• **WHAT TO DO**:
A - Translate this sentence from the article on German factory orders below into Spanish: "It was not all doom and gloom for Berlin – domestic orders rallied by almost 1%, and new orders of consumer goods rose by 3.9%."
B - In the article on German factory orders below, why does Claus Vistesen say that a slower inflow of new orders is not necessarily a big issue for production in the near term? Answer in one to three sentences.

• **STUDY TEXT**:
####################

The German economy took a hit last month when new manufacturing orders fell by 3.7% in May. The picture was far rosier when the totals were compared with the same month a year ago, however. In this scenario orders were up by over 54%.
Mixed bag for German makers
According to provisional results from the German Federal Statistical Office, Destatis, new orders were down by a seasonally and calendar-adjusted 3.7% in May, compared with April.
May's foreign orders were down by 6.7%, while new orders from the eurozone fell by 2.3%. Manufacture of capital goods also dropped by 4.6% on April’s figures, while the manufacture of intermediate goods saw orders decline by 3.6%.
It was not all doom and gloom for Berlin – domestic orders rallied by almost 1%, and new orders of consumer goods rose by 3.9%.
Turnover in Germany was 5.4% higher in February 2020, just before the COVID-19 pandemic swept in, than the figures posted for May 2021.
The German chancellery has revised the preliminary outcome for April 2021, earmarking a 2.5% fall in rates.
Claus Vistesen, chief eurozone economist at Pantheon Macroeconomics, said of the 3.7% fall in factory orders: “This is a terrible number, even factoring in the significant upward revision to the April data.”
Vistesen added: “Put differently, the inflow of demand in core manufacturing weakened significantly midway through Q2. This isn’t pretty, but wild swings in export orders to non-EZ economies usually mean revert.
“In addition, a slower inflow in new orders isn’t necessarily a big issue for production in the near term with supply-side constraints holding back output, relative to new orders, since the start of that year. We still see scope for production to rise once the supply-side clears.”

####################

• **DATASET EXTRACT**:
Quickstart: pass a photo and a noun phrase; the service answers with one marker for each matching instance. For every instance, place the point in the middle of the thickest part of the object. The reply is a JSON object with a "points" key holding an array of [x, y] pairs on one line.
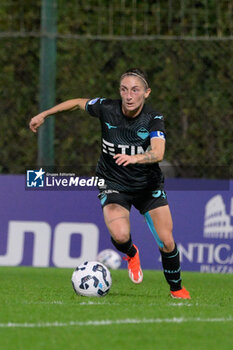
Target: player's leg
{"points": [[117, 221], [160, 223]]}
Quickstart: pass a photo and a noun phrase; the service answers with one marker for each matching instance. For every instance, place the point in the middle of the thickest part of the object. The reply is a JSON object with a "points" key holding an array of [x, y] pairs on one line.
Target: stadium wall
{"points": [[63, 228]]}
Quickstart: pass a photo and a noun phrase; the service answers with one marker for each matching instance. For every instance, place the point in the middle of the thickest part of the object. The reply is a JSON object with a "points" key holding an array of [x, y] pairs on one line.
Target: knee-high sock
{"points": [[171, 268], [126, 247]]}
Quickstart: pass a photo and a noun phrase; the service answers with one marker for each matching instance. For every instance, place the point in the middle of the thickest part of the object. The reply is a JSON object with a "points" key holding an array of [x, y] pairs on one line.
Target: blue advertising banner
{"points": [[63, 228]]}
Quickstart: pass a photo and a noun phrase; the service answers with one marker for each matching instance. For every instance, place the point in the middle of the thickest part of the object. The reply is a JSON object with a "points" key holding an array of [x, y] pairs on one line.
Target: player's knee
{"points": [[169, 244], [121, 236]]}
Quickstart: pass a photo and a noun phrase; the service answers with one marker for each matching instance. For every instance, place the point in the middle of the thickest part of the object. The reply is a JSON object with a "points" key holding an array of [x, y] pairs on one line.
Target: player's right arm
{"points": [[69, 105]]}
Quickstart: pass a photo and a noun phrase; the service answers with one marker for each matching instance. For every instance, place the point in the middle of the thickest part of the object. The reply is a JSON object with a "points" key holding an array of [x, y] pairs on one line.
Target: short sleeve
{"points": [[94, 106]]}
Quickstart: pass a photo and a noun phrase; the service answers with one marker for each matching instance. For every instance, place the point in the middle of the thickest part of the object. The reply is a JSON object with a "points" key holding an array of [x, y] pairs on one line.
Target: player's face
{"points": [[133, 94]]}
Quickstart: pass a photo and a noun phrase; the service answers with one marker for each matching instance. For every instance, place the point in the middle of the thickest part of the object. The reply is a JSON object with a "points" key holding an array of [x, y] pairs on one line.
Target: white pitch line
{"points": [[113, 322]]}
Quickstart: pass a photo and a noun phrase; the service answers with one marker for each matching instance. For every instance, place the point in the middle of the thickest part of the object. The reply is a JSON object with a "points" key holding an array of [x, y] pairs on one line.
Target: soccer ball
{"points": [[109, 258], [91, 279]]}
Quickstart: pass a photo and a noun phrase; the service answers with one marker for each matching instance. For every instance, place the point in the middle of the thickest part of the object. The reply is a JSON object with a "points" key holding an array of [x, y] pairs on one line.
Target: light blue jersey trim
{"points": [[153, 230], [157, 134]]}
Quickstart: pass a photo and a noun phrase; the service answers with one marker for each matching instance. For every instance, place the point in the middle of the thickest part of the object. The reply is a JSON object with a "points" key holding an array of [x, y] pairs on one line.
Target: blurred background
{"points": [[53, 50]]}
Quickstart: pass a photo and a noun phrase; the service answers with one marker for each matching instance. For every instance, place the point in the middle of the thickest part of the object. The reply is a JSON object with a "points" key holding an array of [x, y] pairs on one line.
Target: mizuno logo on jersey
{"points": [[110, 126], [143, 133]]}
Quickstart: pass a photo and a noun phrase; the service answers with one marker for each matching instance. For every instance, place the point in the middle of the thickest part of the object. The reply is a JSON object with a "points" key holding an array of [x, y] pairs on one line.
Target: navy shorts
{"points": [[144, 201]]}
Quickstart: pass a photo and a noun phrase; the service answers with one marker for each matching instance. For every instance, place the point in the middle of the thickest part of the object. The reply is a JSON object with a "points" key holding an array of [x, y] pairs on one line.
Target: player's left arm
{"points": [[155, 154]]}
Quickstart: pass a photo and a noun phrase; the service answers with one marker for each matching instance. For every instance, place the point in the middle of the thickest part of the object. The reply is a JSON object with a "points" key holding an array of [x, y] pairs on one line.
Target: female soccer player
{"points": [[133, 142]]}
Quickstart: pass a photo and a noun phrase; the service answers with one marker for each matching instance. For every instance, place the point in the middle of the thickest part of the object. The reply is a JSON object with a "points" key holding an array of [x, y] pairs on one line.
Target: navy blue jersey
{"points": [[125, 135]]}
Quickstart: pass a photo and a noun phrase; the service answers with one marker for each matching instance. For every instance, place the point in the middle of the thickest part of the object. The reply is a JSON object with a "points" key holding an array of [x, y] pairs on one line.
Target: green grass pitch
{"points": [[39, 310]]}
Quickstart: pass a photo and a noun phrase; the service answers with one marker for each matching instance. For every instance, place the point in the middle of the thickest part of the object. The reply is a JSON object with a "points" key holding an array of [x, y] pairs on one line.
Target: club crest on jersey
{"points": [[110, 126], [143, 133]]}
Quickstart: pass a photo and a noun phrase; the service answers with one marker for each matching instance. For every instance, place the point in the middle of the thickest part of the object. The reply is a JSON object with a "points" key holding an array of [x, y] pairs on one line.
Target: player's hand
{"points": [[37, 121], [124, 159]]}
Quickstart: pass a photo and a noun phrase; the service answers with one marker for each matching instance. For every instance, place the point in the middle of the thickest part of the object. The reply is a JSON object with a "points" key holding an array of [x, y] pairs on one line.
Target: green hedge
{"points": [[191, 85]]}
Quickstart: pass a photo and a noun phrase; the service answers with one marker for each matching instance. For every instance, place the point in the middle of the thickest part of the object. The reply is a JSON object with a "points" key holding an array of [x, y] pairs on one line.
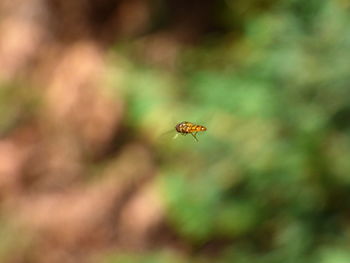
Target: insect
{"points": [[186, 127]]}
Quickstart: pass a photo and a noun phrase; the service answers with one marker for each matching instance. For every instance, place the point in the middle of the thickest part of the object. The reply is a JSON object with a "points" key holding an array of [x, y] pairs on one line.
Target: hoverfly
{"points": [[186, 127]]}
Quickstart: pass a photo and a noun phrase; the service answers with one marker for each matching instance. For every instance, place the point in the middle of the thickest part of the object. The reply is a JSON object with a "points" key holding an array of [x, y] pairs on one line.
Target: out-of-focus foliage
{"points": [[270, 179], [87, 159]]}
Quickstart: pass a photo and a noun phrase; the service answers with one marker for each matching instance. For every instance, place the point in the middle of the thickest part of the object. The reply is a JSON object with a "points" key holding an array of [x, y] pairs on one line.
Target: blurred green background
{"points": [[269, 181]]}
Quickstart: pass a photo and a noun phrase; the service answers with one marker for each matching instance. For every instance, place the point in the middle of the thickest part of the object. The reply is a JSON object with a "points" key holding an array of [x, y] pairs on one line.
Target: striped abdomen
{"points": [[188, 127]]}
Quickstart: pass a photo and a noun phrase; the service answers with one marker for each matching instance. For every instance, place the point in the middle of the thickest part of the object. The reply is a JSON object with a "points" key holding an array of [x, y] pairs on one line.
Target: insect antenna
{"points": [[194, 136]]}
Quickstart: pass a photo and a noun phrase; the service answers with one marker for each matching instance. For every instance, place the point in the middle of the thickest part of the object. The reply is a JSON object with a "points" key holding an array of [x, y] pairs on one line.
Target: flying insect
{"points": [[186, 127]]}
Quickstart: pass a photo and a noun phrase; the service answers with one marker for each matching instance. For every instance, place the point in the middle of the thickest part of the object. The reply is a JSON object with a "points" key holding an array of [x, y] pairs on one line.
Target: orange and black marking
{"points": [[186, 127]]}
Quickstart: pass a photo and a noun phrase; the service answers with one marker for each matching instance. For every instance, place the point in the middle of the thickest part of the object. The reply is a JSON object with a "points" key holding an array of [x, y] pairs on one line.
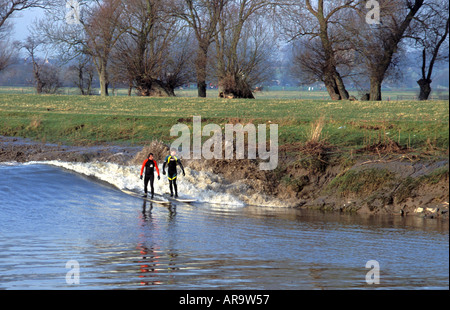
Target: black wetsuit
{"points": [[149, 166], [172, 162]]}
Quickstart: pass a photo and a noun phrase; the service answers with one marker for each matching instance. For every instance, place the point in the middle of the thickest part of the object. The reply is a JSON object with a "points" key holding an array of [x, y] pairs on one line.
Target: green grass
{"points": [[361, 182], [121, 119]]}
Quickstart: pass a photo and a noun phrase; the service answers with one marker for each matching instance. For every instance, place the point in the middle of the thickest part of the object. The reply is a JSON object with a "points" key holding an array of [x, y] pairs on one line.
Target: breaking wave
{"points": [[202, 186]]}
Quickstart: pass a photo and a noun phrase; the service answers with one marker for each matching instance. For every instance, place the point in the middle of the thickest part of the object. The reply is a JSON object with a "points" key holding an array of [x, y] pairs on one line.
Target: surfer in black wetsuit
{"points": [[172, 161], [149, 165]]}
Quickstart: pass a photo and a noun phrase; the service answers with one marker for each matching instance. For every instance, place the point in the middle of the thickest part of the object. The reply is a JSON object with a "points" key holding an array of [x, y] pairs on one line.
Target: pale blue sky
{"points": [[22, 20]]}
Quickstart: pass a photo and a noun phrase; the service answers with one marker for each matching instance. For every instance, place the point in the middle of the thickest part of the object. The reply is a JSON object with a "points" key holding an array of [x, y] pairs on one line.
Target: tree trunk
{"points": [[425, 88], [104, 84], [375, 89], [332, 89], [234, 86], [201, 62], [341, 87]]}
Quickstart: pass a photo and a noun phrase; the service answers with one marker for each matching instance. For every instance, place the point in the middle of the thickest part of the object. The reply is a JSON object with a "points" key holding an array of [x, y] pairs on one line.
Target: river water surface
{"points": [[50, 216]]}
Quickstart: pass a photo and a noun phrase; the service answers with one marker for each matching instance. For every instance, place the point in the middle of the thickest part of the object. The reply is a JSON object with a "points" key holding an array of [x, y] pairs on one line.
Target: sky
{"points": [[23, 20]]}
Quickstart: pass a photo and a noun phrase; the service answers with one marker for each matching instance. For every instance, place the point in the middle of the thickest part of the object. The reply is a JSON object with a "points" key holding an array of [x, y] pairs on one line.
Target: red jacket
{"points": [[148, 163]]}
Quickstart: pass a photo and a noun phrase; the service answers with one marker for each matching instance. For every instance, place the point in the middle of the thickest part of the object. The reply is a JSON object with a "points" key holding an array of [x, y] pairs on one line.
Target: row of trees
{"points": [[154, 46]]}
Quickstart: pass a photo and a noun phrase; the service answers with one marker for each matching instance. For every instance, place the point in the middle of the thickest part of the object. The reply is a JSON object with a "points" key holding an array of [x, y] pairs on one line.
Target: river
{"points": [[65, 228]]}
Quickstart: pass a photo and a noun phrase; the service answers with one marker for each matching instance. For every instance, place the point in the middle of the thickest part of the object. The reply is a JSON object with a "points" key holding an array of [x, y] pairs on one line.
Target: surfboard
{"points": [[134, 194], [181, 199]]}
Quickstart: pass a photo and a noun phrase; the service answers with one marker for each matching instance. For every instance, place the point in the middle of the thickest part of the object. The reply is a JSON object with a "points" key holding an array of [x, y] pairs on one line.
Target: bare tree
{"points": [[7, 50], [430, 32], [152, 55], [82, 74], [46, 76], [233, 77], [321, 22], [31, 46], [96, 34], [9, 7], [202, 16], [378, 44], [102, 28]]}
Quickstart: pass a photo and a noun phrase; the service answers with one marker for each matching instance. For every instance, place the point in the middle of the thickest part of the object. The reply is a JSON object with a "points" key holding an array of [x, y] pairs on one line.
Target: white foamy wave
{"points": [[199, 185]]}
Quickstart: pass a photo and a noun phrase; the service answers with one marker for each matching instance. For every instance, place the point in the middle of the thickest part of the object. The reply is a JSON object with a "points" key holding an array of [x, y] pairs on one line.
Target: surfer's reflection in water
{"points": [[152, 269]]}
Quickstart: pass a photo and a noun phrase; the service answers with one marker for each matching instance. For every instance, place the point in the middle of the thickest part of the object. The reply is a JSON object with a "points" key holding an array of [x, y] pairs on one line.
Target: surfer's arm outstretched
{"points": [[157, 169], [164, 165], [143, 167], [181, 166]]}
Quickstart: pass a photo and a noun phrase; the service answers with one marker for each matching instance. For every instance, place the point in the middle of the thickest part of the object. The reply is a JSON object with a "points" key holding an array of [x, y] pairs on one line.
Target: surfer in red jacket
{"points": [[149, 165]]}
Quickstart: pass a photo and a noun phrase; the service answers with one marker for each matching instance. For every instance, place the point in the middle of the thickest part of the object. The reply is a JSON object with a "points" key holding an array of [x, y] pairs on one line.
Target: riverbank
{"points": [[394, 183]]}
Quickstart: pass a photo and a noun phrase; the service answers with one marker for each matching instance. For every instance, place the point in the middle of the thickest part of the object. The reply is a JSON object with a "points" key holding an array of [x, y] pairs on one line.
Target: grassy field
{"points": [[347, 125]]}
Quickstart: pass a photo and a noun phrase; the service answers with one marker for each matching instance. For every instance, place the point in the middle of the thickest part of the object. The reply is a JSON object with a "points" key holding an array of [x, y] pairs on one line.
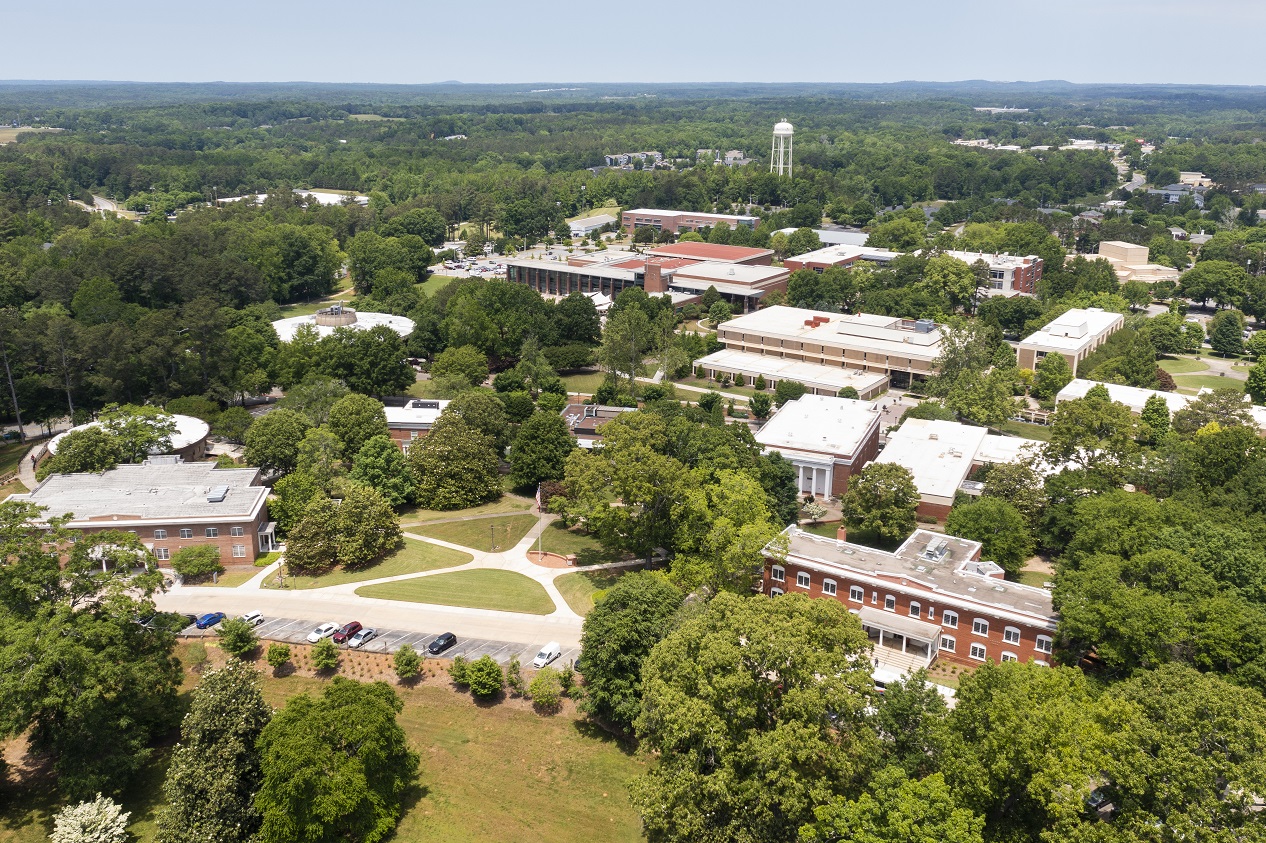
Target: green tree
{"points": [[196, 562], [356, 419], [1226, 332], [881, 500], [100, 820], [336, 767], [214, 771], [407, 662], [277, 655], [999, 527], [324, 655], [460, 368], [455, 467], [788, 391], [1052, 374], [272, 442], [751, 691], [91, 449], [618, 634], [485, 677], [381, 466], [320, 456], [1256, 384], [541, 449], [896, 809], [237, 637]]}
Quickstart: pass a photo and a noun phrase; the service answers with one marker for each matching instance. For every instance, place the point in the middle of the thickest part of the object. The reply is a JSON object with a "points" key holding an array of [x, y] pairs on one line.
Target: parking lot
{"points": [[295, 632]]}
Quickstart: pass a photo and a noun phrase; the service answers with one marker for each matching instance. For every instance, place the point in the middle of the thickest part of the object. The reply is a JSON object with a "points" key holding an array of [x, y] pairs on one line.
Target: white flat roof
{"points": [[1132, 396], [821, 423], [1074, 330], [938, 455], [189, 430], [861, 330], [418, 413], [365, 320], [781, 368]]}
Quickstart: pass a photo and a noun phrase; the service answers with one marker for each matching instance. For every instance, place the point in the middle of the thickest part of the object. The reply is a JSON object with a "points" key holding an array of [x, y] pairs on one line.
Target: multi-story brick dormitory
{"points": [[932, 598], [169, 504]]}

####################

• **ANSWERS FOR THE TASKS**:
A - No todo fueron malas noticias para Berlín: los pedidos nacionales repuntaron casi un 1 % y los nuevos pedidos de bienes de consumo aumentaron un 3,9 %.

B - According to Vistesen, supply-side constraints have been holding back output relative to new orders since the start of the year. Production is therefore limited by supply rather than by demand, and he still sees scope for it to rise once the supply side clears.